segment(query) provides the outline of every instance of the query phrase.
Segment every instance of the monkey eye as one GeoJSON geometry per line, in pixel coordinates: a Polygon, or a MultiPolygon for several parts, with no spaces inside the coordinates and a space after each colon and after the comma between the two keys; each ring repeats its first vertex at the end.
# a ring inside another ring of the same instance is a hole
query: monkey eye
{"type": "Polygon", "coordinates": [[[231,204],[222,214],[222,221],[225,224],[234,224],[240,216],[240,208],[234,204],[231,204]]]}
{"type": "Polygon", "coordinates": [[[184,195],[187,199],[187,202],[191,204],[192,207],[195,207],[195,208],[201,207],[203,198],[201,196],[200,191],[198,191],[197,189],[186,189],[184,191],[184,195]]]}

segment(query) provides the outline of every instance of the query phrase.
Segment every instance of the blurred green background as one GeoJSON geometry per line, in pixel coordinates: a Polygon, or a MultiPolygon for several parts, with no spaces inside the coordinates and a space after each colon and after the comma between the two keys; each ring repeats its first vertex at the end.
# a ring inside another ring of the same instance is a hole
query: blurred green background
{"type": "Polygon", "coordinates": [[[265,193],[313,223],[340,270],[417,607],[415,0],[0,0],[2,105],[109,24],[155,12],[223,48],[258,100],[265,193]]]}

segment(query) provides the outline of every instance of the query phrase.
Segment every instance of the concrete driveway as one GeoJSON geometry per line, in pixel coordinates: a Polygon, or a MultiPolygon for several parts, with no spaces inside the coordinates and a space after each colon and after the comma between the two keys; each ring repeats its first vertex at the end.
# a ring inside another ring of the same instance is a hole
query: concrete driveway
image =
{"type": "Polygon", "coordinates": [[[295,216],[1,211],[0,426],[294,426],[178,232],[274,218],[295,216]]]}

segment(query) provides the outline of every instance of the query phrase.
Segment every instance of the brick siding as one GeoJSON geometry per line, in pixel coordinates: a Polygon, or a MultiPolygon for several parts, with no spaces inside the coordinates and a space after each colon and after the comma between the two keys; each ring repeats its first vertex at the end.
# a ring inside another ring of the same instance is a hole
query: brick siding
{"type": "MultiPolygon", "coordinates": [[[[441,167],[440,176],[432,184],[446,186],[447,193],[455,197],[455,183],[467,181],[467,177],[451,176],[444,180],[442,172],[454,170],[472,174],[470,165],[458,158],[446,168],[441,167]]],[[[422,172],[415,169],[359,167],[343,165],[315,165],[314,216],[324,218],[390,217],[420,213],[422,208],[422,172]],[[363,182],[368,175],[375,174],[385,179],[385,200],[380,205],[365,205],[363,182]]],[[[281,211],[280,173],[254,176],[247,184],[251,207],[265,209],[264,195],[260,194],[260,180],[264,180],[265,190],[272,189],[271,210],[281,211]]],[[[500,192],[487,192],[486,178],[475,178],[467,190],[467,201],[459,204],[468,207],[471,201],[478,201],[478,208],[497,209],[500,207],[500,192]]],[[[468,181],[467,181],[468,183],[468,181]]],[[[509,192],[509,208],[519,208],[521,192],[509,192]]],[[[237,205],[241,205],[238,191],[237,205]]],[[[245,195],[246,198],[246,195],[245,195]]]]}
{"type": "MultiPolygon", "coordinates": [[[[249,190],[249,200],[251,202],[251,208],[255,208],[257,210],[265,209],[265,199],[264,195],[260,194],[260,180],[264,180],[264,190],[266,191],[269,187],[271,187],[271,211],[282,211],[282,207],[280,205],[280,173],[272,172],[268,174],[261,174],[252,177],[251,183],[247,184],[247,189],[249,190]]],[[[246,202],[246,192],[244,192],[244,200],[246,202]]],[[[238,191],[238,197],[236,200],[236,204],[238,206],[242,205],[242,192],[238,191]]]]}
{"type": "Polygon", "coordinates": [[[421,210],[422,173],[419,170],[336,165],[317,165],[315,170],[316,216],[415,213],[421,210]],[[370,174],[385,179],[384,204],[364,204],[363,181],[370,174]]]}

■ **Task prompt**
Transcribe the data above exactly as it reads.

■ **Task response**
segment(query) provides the outline of every instance of the query phrase.
Segment every instance of the monkey eye as one GeoJSON geometry per line, in pixel coordinates: a Polygon, or a MultiPolygon for several parts, with no spaces inside the coordinates and a space after each colon and after the comma between the two keys; each ring repeats its first vertex at the end.
# a ring inside another ring of the same instance is a hole
query: monkey eye
{"type": "Polygon", "coordinates": [[[231,204],[222,214],[222,221],[225,224],[234,224],[240,216],[240,208],[234,204],[231,204]]]}
{"type": "Polygon", "coordinates": [[[184,195],[187,199],[187,202],[191,204],[192,207],[195,207],[195,208],[201,207],[203,198],[201,196],[200,191],[198,191],[197,189],[186,189],[184,191],[184,195]]]}

segment(query) provides the outline of every instance of the query phrase.
Segment every instance of the blurred green background as one GeoJSON geometry per line, in pixel coordinates: a Polygon, or a MultiPolygon for several parts, with no spaces inside the coordinates and a space after each colon and after the comma between the two keys; each ring repeats its first vertex at the end.
# a ring inside another ring of the same instance is a hole
query: blurred green background
{"type": "Polygon", "coordinates": [[[265,193],[313,223],[340,270],[417,607],[415,0],[0,0],[2,105],[109,24],[155,12],[223,48],[258,100],[265,193]]]}

segment(query) provides the outline of every instance of the query phrase.
Segment every instance of the concrete driveway as one GeoJSON geometry per line, in pixel coordinates: a Polygon, or a MultiPolygon for several parts, with no spaces inside the coordinates and a space after each colon and after the comma between the two keys; each ring repeats its first vertex at the end.
# a ring inside another ring of the same instance is a hole
query: concrete driveway
image =
{"type": "Polygon", "coordinates": [[[295,216],[1,211],[0,426],[294,426],[178,232],[274,218],[295,216]]]}

segment(query) provides the outline of every instance of the query phrase.
Segment every instance of the brick siding as one GeoJSON geometry per line, in pixel coordinates: a Polygon, or a MultiPolygon for several parts, with no spaces inside the coordinates and a space after each colon and after the comma between the two keys; each ring repeats its first vertex at the end.
# a ring inside another ring of the same instance is a hole
query: brick siding
{"type": "MultiPolygon", "coordinates": [[[[441,167],[440,176],[432,184],[446,186],[447,193],[455,197],[455,183],[467,181],[467,177],[451,176],[444,180],[442,172],[454,170],[472,174],[470,165],[458,158],[446,168],[441,167]]],[[[422,172],[415,169],[359,167],[343,165],[315,165],[314,216],[324,218],[390,217],[420,213],[422,208],[422,172]],[[363,182],[368,175],[375,174],[385,179],[385,200],[380,205],[365,205],[363,182]]],[[[281,211],[280,173],[254,176],[247,184],[251,207],[265,209],[264,195],[260,194],[260,180],[264,180],[265,190],[272,189],[271,210],[281,211]]],[[[500,192],[487,192],[486,178],[475,178],[467,190],[467,201],[459,204],[468,207],[471,201],[478,201],[478,208],[497,209],[500,207],[500,192]]],[[[468,181],[467,181],[468,183],[468,181]]],[[[509,192],[509,208],[519,208],[521,192],[509,192]]],[[[237,205],[241,205],[238,191],[237,205]]],[[[245,195],[246,198],[246,195],[245,195]]]]}
{"type": "MultiPolygon", "coordinates": [[[[249,190],[249,200],[251,202],[251,208],[255,208],[257,210],[265,209],[265,199],[264,195],[260,194],[260,180],[264,180],[264,190],[266,191],[269,187],[271,187],[271,211],[282,211],[282,207],[280,205],[280,173],[272,172],[268,174],[261,174],[252,177],[251,183],[247,184],[247,189],[249,190]]],[[[246,202],[246,192],[244,192],[244,200],[246,202]]],[[[238,191],[238,197],[236,200],[236,204],[238,206],[242,205],[242,192],[238,191]]]]}
{"type": "Polygon", "coordinates": [[[421,210],[422,173],[419,170],[336,165],[317,165],[315,170],[316,216],[415,213],[421,210]],[[370,174],[385,179],[384,204],[364,204],[363,181],[370,174]]]}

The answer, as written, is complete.